- [Exercise passage]:
************
Subjective cognitive decline. When patients complain of memory loss, but have unimpaired performance on cognitive tests, we say that they have subjective cognitive decline (204). The newest criteria for subjective cognitive decline have been reported by the Subjective Cognitive Decline Working Group (97). Stage 3 of preclinical Alzheimer disease, for example, is defined by biomarker evidence for Alzheimer disease plus subjective cognitive decline without the objective cognitive impairment that is seen with mild cognitive impairment. One study provided evidence that subtle cognitive decline can sometimes precede the accumulation of beta-amyloid or the thinning of the entorhinal cortex in cases of preclinical Alzheimer disease (226). Longitudinal studies have shown that those with subjective cognitive decline are at high risk for developing Alzheimer disease, especially those who also test positive for Alzheimer biomarkers or other risk factors like APOE 4 alleles (26).

Motoric cognitive risk syndrome. In this condition, cognitive complaints in older adults are accompanied by slowed gait (at least 1 SD below age- and sex-specified gait speed measurements) (237). Older adults with motoric cognitive risk syndrome have been shown to be at higher risk for developing dementia (HR: 3.27) or vascular dementia (HR: 12.81) after 3 years of follow-up.
************
- [Information supplied]:
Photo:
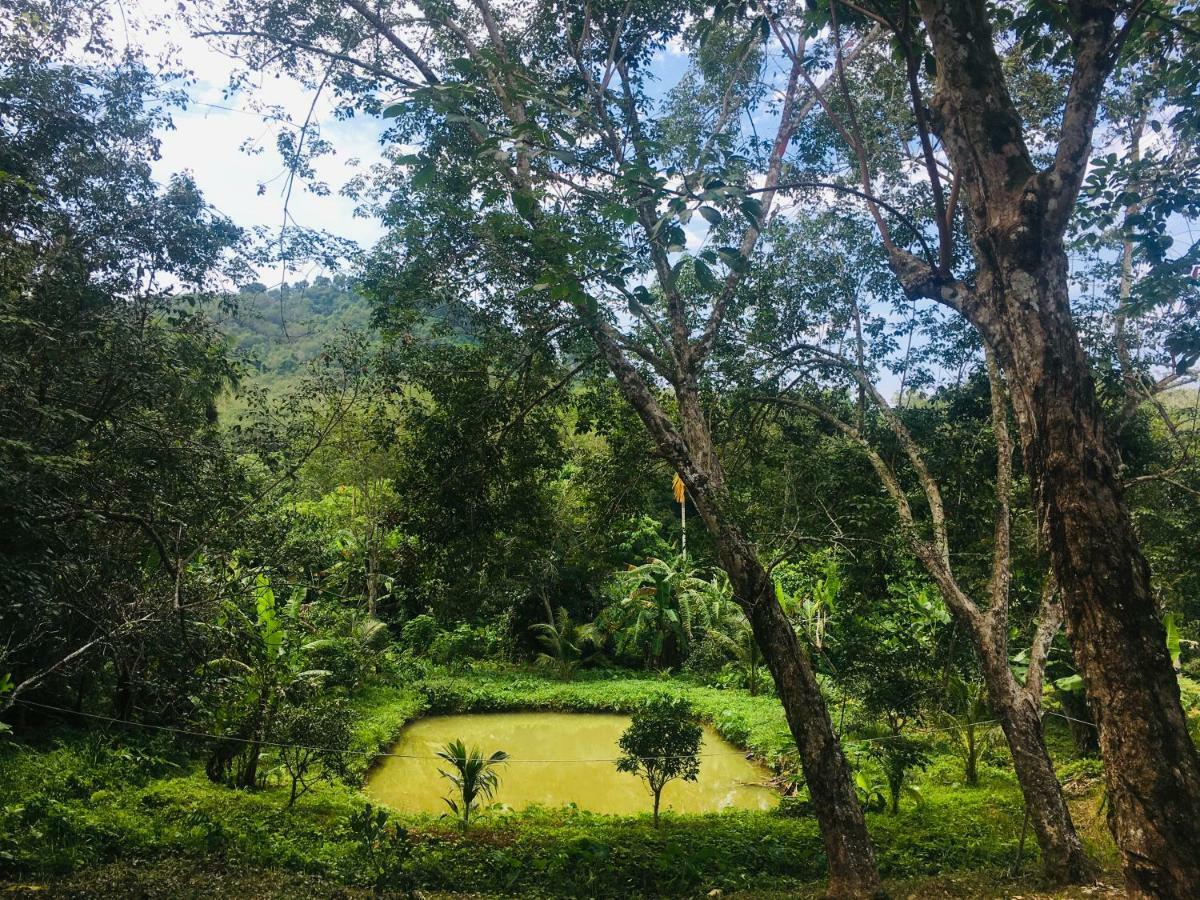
************
- [Work instruction 1]:
List every reference number that appears in parentheses in the cognitive decline passage, in the order it appears.
- [Work instruction 2]:
Using the cognitive decline passage, decide whether each statement agrees with it. Answer yes or no for each and quote the words that decide it.
(a) Patients with subjective cognitive decline perform poorly on cognitive tests.
(b) In motoric cognitive risk syndrome, gait speed is at least 1 SD below age- and sex-specified measurements.
(c) The hazard ratio reported for vascular dementia was 3.27.
- [Work instruction 3]:
Resume the cognitive decline passage after its final sentence.

- [Exercise answer 1]:
204, 97, 226, 26, 237

- [Exercise answer 2]:
(a) No: "have unimpaired performance on cognitive tests"
(b) Yes: "slowed gait (at least 1 SD below age- and sex-specified gait speed measurements)"
(c) No: "vascular dementia (HR: 12.81)"

- [Exercise answer 3]:
Transient global amnesia. This acute episode of severe anterograde amnesia is usually seen in a middle-aged to older person who is alert but confused (194). The symptoms usually improve slowly after a few hours, and they resolve completely within 24 hours. There are no focal signs of stroke or seizures. Recent studies have demonstrated the usefulness of MRI for identifying small hippocampal DWI lesions in the acute or subacute setting (within the first 6 days of symptom onset) (221). These MRI changes are usually not permanent.

Unaware decliners. These patients experience subtle cognitive changes for which they are unaware. They have worse memory performance than controls, but similar memory performance compared to those with subjective cognitive decline (198). The variability of awareness among decliners has important implications for the reliability of self-report of cognitive dysfunction among patients in the prodromal stages of Alzheimer disease. More amyloid pathology in unaware decliners may be related to increasing anosognosia (234). The awareness of cognitive deficits (metacognition), which is associated with subjective cognitive decline, usually precedes the anosognosia (lack of insight) that is often associated with the early stages of Alzheimer disease (26). In a large study of hospitalization outcomes, unaware decliners had longer lengths of stay and were more likely to be discharged to long-term care facilities (04).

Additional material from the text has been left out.